• Stated goal: Type out all the records word for word. Any pictures are to be left out.

-- begin Records supplied --

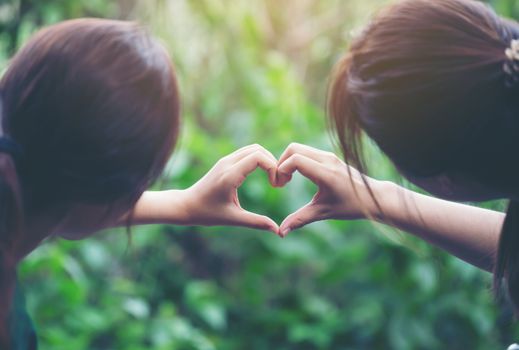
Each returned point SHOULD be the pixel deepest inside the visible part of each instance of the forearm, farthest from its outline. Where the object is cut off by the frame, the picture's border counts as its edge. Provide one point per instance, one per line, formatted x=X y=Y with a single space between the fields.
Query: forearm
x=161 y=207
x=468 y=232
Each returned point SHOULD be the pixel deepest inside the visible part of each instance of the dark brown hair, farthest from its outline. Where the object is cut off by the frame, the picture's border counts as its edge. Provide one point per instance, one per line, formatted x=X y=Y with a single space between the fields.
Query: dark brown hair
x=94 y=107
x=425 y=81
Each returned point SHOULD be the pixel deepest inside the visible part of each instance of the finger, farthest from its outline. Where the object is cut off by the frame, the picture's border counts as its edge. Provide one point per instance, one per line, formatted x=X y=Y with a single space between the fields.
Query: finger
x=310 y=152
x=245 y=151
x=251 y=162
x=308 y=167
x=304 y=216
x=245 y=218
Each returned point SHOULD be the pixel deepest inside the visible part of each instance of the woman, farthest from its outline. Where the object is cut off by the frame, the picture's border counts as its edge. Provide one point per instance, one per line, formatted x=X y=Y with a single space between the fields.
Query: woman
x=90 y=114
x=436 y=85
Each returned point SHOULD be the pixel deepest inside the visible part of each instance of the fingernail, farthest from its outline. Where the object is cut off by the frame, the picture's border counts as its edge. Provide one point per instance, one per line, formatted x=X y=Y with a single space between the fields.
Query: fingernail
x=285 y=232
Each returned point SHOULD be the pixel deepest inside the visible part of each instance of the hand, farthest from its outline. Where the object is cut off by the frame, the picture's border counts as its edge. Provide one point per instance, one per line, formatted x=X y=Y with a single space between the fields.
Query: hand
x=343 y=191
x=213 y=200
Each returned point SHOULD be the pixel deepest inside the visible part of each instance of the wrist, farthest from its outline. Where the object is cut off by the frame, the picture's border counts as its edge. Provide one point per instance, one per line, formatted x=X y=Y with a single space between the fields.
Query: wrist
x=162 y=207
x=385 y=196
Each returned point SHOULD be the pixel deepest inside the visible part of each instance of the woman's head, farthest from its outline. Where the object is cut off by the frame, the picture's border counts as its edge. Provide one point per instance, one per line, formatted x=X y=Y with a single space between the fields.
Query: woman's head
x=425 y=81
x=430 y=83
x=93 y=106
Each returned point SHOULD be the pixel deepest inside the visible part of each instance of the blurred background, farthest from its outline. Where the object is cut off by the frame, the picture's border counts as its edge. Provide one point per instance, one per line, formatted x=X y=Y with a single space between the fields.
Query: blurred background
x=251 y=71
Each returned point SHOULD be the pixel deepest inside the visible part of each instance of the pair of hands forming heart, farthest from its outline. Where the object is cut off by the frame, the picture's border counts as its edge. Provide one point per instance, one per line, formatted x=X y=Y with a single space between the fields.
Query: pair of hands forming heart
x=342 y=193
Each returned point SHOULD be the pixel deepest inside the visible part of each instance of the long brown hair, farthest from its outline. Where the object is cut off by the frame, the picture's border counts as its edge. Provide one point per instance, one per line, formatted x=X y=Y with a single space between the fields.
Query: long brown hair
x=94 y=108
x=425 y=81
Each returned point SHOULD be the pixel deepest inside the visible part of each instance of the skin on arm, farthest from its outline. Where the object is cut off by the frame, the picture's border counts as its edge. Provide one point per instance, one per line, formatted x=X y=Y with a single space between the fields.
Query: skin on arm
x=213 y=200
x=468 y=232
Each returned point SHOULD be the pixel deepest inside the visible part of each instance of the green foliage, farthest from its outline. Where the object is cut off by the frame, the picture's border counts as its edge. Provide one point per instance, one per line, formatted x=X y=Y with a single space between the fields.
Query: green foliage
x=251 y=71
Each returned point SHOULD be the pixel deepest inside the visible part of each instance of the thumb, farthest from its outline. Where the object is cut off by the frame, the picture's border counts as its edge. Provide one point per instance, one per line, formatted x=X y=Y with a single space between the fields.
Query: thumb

-- end Records supplied --

• Output:
Each returned point SHOULD be the pixel deepest inside the visible part of each instance of the forearm, farthest from its outline. Where the object is cut off by the frame, the picture's border counts as its edge. Provide one point per instance, one per line, formatted x=X y=Y with a single space between the fields.
Query: forearm
x=161 y=207
x=468 y=232
Each returned point SHOULD be the pixel deepest inside the visible part of each instance of the dark brown hair, farthest from its outline. Where the object is cut off by the frame, the picture's border counts as its edge. Provide one point per instance, one per line, formatted x=X y=Y with a single space between the fields.
Query: dark brown hair
x=94 y=107
x=425 y=81
Each returned point SHOULD be the pixel deepest inside the visible part of each instance of the finger, farthest from its outline. Where the object is cut off by the frame, the picture's border counts as its edge. Provide one point per instance, one per line, formatted x=X y=Y with a single space between the fields.
Query: finger
x=310 y=152
x=245 y=151
x=251 y=162
x=308 y=167
x=304 y=216
x=245 y=218
Each returned point SHOULD be the pixel deepest inside the visible part of each instance of the woman, farthest from its outline. Where the object is cut off by the frame, the picture's border counts as its edge. Provide one point per instance, one per line, formatted x=X y=Y with a single space between the fields.
Query: woman
x=90 y=114
x=436 y=85
Each returned point SHOULD be the pixel deepest inside the visible part of each instance of the fingernail, farthest from its outline. Where the object is cut off by the frame, the picture's border counts as its edge. Provide one point per instance, one per line, formatted x=X y=Y with a single space between the fields.
Query: fingernail
x=285 y=232
Each returned point SHOULD be the pixel deepest inside the visible part of each instance of the hand, farthest from its outline. Where the object is cut off by the frame, the picture's border counts as its edge. Provide one point per instance, one per line, formatted x=X y=Y with a single space between the fields.
Query: hand
x=343 y=191
x=213 y=200
Each returned point SHOULD be the pixel deepest inside the visible part of each instance of the wrist, farthest from its outline. Where the object is cut off by the frame, the picture's border counts as its edge. Provide one point per instance, one per line, formatted x=X y=Y with a single space between the fields.
Query: wrist
x=162 y=207
x=385 y=196
Each returned point SHOULD be the pixel deepest inside the visible part of each instance of the woman's head, farthest from its outline. Where the object is cut off by the frame, the picture's border counts as its edge. Provide one point per instance, one per line, formatted x=X y=Y with a single space between the fields.
Query: woman's head
x=425 y=81
x=430 y=83
x=93 y=106
Each returned point SHOULD be the pixel deepest inside the visible part of each instance of the blurred background, farthest from its outline. Where the object is cut off by the frame, the picture's border counts as its edge. Provide one point per instance, one per line, formatted x=X y=Y with a single space between the fields.
Query: blurred background
x=251 y=71
Each returned point SHOULD be the pixel deepest inside the visible part of each instance of the pair of hands forming heart, farthest from its outline. Where the object is cut off by the frame, the picture's border counts as its edge. Provide one point per instance, one per line, formatted x=X y=Y with a single space between the fields.
Query: pair of hands forming heart
x=342 y=193
Each returned point SHOULD be the pixel deepest inside the visible part of each instance of the long brown hair, farthest from its outline. Where the object is cut off by the frame, the picture's border counts as its edge. Provide one point per instance, one per line, formatted x=X y=Y with a single space between the fields.
Query: long brown hair
x=94 y=108
x=425 y=81
Each returned point SHOULD be the pixel deepest inside the visible part of each instance of the skin on arm, farthest from its outline. Where the object is cut off by the frame, the picture's border counts as its edge. Provide one point per instance, one per line, formatted x=X y=Y with a single space between the fields.
Query: skin on arm
x=213 y=200
x=468 y=232
Each returned point SHOULD be the pixel deepest inside the visible part of each instance of the green foliage, farthest from its outline. Where the object is cut off by the frame, the picture's border counts as its edge. Provide one point per instance, one per line, formatted x=X y=Y with a single space between the fields.
Query: green foliage
x=251 y=71
Each returned point SHOULD be the pixel deepest inside the visible part of each instance of the thumb, farthest from its outline. Where the object is cut off by the frame, the picture's border counts as its edge. Provide one point per instance, one per line, formatted x=X y=Y with a single space between the fields.
Query: thumb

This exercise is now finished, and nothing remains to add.